═══ Provided passage ═══

Danish Brazilians

Total population
- 4,814 (Danish citizens as of 2022; not including Brazilians with Danish ancestry)

Regions with significant populations
- South region, Southeast region

Languages
- Danish, Portuguese (Brazilian Portuguese)

Religion
- Christianity

= Danish immigration to Brazil =

The Danish Brazilians (dinamarqueses brasileiros) are Brazilians of full or partial Danish descent, as well as Danish citizens residing in Brazil. Danish immigration occurred mainly between the late 19th and early 20th centuries, coinciding with broader waves of European migration to South America. Brazil received the second largest number of Danes in Latin America, after Argentina.

== History ==
Danish migration to Brazil intensified after the Second Schleswig War (1864), when Denmark lost territories to Prussia, prompting some Danes to seek opportunities abroad. Between 1864 and the onset of the First World War, it is estimated that around 5,000 Danes entered Brazil, although the movement was largely informal and not always documented by immigration authorities.

== Settlement ==
Most Danish immigrants settled in the South and Southeast regions. In Minas Gerais, Danish settlers contributed to the development of local cheese production in the 19th century, introducing methods similar to those used in Denmark and leading to the creation of a cheese comparable to Danbo.

═══ Data excerpts ═══

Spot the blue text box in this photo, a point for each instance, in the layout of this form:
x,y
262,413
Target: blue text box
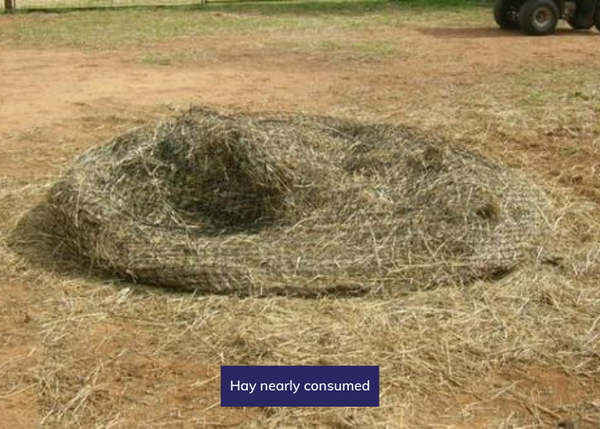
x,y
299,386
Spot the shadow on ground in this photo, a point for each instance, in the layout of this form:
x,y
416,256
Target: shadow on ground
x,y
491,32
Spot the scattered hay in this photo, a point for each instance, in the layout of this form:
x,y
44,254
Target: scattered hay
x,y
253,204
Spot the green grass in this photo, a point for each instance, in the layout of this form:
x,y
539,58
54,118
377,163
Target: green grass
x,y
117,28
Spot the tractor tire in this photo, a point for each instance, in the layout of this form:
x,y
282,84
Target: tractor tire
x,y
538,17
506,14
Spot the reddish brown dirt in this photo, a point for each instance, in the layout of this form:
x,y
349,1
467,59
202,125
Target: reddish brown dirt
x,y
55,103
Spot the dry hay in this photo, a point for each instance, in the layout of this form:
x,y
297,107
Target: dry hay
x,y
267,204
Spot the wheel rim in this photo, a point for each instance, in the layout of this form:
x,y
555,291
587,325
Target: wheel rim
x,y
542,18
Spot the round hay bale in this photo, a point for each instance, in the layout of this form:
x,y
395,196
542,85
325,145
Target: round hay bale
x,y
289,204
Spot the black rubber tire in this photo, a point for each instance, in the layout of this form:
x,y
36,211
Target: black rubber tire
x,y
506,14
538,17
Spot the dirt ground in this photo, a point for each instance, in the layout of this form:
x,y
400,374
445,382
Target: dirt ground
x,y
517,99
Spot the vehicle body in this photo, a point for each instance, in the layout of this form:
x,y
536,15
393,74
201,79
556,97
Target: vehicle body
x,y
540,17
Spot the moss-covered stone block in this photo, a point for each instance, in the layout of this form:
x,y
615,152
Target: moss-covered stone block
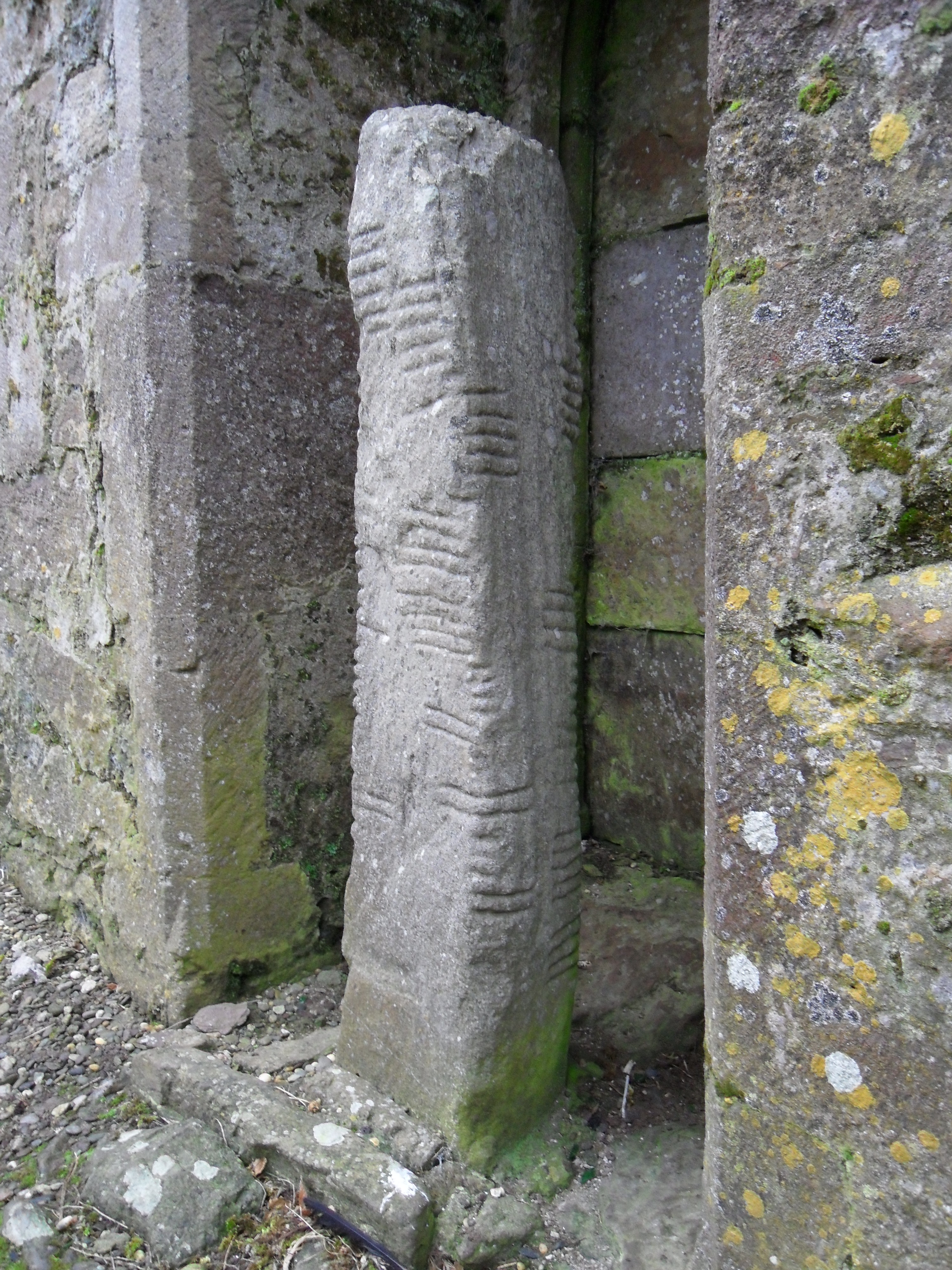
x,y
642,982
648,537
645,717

═══
═══ Data excerpts ═══

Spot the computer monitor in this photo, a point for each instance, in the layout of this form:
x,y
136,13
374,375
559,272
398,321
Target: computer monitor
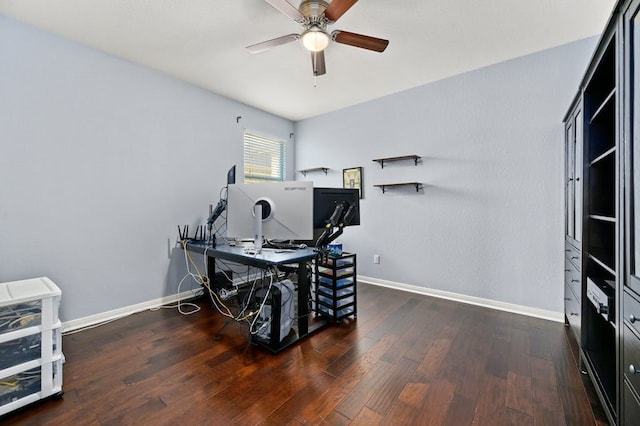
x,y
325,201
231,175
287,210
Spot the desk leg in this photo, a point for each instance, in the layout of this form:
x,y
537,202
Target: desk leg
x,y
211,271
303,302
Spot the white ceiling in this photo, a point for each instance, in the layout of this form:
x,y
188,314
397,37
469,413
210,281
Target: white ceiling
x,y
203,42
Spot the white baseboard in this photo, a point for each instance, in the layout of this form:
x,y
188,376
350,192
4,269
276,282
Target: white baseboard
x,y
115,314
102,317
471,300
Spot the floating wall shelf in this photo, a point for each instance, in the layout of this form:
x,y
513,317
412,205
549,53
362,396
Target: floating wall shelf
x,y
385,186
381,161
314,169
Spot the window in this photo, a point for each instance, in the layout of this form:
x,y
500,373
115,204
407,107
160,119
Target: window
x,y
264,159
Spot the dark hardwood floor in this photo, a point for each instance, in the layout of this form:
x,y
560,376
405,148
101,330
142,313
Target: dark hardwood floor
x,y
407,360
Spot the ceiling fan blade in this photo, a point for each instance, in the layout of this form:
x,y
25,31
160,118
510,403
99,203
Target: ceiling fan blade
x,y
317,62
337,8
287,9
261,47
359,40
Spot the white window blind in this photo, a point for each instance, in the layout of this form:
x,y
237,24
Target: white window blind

═══

Exercise requirements:
1 – In the text on Danish Brazilians, switch "Danes" to "Danish emigrants" and write out again the part that opens with the words "The Danish Brazilians" and closes with "by immigration authorities.".
2 – Shorten the paragraph of the text on Danish Brazilians that begins "Danish migration to Brazil intensified", keeping its main facts.

The replies:
1 –
The Danish Brazilians (dinamarqueses brasileiros) are Brazilians of full or partial Danish descent, as well as Danish citizens residing in Brazil. Danish immigration occurred mainly between the late 19th and early 20th centuries, coinciding with broader waves of European migration to South America. Brazil received the second largest number of Danish emigrants in Latin America, after Argentina.

== History ==
Danish migration to Brazil intensified after the Second Schleswig War (1864), when Denmark lost territories to Prussia, prompting some Danish emigrants to seek opportunities abroad. Between 1864 and the onset of the First World War, it is estimated that around 5,000 Danish emigrants entered Brazil, although the movement was largely informal and not always documented by immigration authorities.

2 – Danish migration to Brazil grew after the Second Schleswig War (1864), in which Denmark lost territories to Prussia. About 5,000 Danes are estimated to have arrived between 1864 and the start of the First World War. Much of this movement was informal and not always recorded by immigration authorities.